§ Exercises to complete:
[a] List the three senatorial districts of Kaduna State named in the excerpt on the ministerial nomination petition.
[b] According to the excerpt on the ministerial nomination petition, which state does the group say Amina Mohammed is from?
[c] Resume the excerpt on the Kaduna ministerial nomination petition, picking up after its final sentence.
━━━ Extract provided ━━━
The group, Centrum Initiative for Development and Fundamental Rights Initiative (CEDRA), in a petition to the three senators representing Kaduna State at the National Assembly, argued that the said nominee from Kaduna State, Amina Mohammed, was from Gombe State, and as such, shouldn’t be cleared.

Chairman of the group, Dr. John Danfulani, who mobilised people of Southern Kaduna, at the weekend, against what he termed “injustice” over Governor El-Rufai’s candidate, explained that the nomination was against the provisions of the constitution.

According to him, “Usually, the political offices in Kaduna State have always been fairly shared and distributed among the three Senatorial Districts in line with the principles of Federal Character enshrined in section 14 (3) and (4) of the Constitution of the Federal Republic of Nigeria. Where the Governor comes from the North Kaduna Senatorial District, the Deputy Governor and the Ministerial slot will be zoned to South Kaduna and Central Kaduna will then take other key positions.”
━━━ Information supplied ━━━
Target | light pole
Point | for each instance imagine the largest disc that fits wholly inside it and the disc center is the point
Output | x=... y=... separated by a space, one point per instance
━━━
§ Solved problems:
[a] North Kaduna, South Kaduna, Central Kaduna

[b] Gombe State

[c]
Danfulani argued: “The attention of CEDRA has been drawn to the ministerial nominee representing Kaduna State in the person of one, Amina Mohammed. We have serious objection to her nomination. Our objection is predicated on the fact that we have reasons to believe that she is not an indigene of Kaduna State as provided in the Constitution. She is an indigene of Gombe State”.

Quoting the provisions of the 1999 constitution, as amended, Danfulani stated in a petition addressed to the three Senators representing Kaduna State in the National Assembly, saying that Section 147(1), (2) and (3) of the Constitution provides that a minister nominated must be an indigene of the state he or she was nominated from.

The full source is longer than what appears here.